--- start Selection ---
I always need to explore. Ever since I was old enough to go on walks around my city, it became my personal goal to see everything within a certain distance of my home. I discovered so many awesome locations, so many creepy locations (in a cool way), so many beautiful locations, everything. And the greater my endurance becomes over time, the more that distance expands, so the more opportunities for discovery I'm given. I go on a 6-mile walk almost every morning, and I know everything within a 3-mile radius of my home. Anything that I'm capable of walking to, I _need _to discover.

*And my favorite reason:*
I remember coming home from another one of my early-morning walks once the city was just beginning to wake up. I was walking right down the middle of a road when I saw a doe at the other end. We were quite a far distance away from eachother when she locked eyes with me (This was a year or two prior to becoming a furry. Just wanted to point that out in case that sounded a bit creepy). Deer are sort of uncommon where I live, so the lack of interaction usually means they'd run off at the mere sight of a human. However this one just kept standing there, even knowing very well that I was headed toward her. At some point the doe actually _continued_ her path in my direction. Neither of us stopped or attempted to take a different route, we just kept to our own paths at a delicate pace.

Eventually the inevitable happened, and we walked _right past eachother_. Like, we must've been 10ft away. If my memory serves correct, it was pretty cold that morning and I was close enough to actually see her breath! What I liked the most about that experience though, wasn't that I got that close to a deer, but rather it didn't feel like I was passing a wild animal in the slightest. It felt like we were making some kind of strong connection.What that connection _was _is anybody's guess, but I definitely felt like we understood eachother in that one moment.

So these are the reasons why I chose a deer as my 'sona. Perhaps you could even say it's my spirit animal of sorts. I'd like to hear your guys' inputs on this.


----------



## Cacciato (Aug 25, 2016)

Very cool! Thank you for sharing


----------



## Mobius (Aug 25, 2016)

Huh. I just chose a dog because they're cute as heck.


----------



## FelisFloof (Aug 26, 2016)

I feel you on that one.  I do believe in spirit animals, totems, power animals, whatever you wish to call them.  I have quite a few but I feel that since my furry...ness?  is really just a costuming/artistry hobby for me that it wouldn't feel right in my case that I try to represent that connection to just anybody.  Thusly, my character is for now, a dragoncat.


----------



## Snowfurry360 (Aug 26, 2016)

Yeah, this is and awesome fursona dude! My fursona is Galaxy, a wolf. He/she is very self confident and outgoing with others, which is what I cannot be in real life. However, seeing as I am a minor, I can't (or really shouldn't) Get a fursuit of Him/Her. Whatever. If I hang on to this when I grow up I might just be able to save enough! Only time can tell.
--- end Selection ---
**Required work**
(a) List the usernames of everyone who posted a reply in the fursona thread.
(b) Continue the fursona thread from its last post onward.
The records aren't needed here.
--- start Supplied material ---
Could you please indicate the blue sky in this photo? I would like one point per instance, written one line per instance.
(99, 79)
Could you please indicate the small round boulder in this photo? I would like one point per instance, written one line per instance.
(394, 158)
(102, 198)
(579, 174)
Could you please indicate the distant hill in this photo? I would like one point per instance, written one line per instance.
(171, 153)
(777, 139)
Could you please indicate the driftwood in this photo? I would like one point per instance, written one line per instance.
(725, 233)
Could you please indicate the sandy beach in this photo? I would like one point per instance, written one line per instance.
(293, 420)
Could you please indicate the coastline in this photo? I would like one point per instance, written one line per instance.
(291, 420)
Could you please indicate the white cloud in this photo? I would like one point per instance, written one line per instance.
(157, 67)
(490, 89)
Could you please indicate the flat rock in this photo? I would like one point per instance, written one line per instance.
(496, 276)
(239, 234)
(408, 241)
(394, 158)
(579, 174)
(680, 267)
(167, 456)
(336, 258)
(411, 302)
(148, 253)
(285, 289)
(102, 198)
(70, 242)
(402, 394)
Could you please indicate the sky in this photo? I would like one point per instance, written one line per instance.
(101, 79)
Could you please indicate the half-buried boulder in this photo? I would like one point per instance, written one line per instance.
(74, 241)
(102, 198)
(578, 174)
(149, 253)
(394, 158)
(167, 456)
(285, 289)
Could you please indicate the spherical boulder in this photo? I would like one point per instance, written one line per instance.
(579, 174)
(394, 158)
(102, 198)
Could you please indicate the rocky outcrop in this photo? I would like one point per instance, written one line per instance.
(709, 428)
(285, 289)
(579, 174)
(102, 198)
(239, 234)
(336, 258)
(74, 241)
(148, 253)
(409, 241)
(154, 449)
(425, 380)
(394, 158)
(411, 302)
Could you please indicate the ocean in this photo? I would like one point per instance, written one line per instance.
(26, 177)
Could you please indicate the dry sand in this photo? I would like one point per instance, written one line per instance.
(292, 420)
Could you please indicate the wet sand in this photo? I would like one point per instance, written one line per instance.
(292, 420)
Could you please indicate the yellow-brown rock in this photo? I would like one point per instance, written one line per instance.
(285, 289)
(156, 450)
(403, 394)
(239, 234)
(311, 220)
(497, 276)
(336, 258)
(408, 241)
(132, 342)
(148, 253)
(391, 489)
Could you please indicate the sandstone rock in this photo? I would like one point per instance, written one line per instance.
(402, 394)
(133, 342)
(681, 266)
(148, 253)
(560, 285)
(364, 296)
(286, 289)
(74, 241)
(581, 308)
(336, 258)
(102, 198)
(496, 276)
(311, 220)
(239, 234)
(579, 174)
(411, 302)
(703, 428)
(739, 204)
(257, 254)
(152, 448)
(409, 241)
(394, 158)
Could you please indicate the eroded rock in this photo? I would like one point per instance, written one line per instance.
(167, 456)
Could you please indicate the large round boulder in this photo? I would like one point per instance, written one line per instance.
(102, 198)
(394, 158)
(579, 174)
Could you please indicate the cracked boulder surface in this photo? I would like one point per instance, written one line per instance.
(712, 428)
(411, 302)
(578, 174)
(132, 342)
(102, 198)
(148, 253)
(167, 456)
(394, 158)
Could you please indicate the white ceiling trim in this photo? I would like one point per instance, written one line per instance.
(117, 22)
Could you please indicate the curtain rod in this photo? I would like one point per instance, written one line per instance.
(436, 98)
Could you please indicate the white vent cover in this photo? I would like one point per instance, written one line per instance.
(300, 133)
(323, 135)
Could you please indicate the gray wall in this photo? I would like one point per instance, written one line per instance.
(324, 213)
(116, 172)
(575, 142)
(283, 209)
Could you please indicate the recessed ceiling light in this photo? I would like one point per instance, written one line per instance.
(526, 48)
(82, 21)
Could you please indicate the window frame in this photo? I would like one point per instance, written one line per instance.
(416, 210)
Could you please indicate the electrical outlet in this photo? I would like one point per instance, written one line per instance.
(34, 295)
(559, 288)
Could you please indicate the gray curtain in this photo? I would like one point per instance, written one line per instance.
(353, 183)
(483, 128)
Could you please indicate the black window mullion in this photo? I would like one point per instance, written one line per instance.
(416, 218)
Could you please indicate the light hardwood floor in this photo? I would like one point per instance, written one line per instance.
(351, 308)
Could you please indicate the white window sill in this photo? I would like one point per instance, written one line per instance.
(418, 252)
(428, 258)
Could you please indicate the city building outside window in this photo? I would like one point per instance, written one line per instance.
--- end Supplied material ---
**Expected results**
(a) Cacciato, Mobius, FelisFloof, Snowfurry360

(b)
----------



## Tetrachroma (Aug 26, 2016)

Snowfurry360 said:


> seeing as I am a minor, I can't (or really shouldn't) Get a fursuit of Him/Her.


How come you feel you shouldn't?


----------



## Snowfurry360 (Aug 26, 2016)

Tetrachroma said:


> How come you feel you shouldn't?


-.- really dude? I WILL GROW OUT OF IT IN A YEAR ITS NOT WORTH DA MONEY..... No hard feelings, dude


----------



## Tetrachroma (Aug 26, 2016)

Snowfurry360 said:


> -.- really dude? I WILL GROW OUT OF IT IN A YEAR ITS NOT WORTH DA MONEY..... No hard feelings, dude


It all depends. A lot of people hit their growth limits as minors. I pretty much did already, and I'm 16.


----------



## Snowfurry360 (Aug 26, 2016)

yeah.... I'm 13. And I know this is nothing to be ashamed of, but I don't really wanna tell my parents I'm a furry. Not yet, anyway.


----------



## Tetrachroma (Aug 26, 2016)

Snowfurry360 said:


> yeah.... I'm 13. And I know this is nothing to be ashamed of, but I don't really wanna tell my parents I'm a furry. Not yet, anyway.


I'm on the same boat as you. My mom is extremely kind and open-minded, but explaining this to her would prove to be very tricky.

And I don't give a crap about what my dad would think of me if he were to find out, so at least I have that going for me.


----------



## Snowfurry360 (Aug 26, 2016)

Yeah I at least want some artwork of Galaxy. ( and at the VERY least a ref sheet, possibly made by neonsluhie cuz Galaxy was inspired/based on a wolf called nova, one of his/her previous works) Now I have SOME idea of what he/she would look like. The outer body would be a dark blue, inside (tummy, front of neck, muzzle, maybe feet) would be white, and maybe the rim/meeting points of two colors would be a light blue. (maybe some of the color would have a slight hue of purple?) but I feel like I am a long way from anything fursuit related, because even the ref sheets cost money.


----------



## Tetrachroma (Aug 26, 2016)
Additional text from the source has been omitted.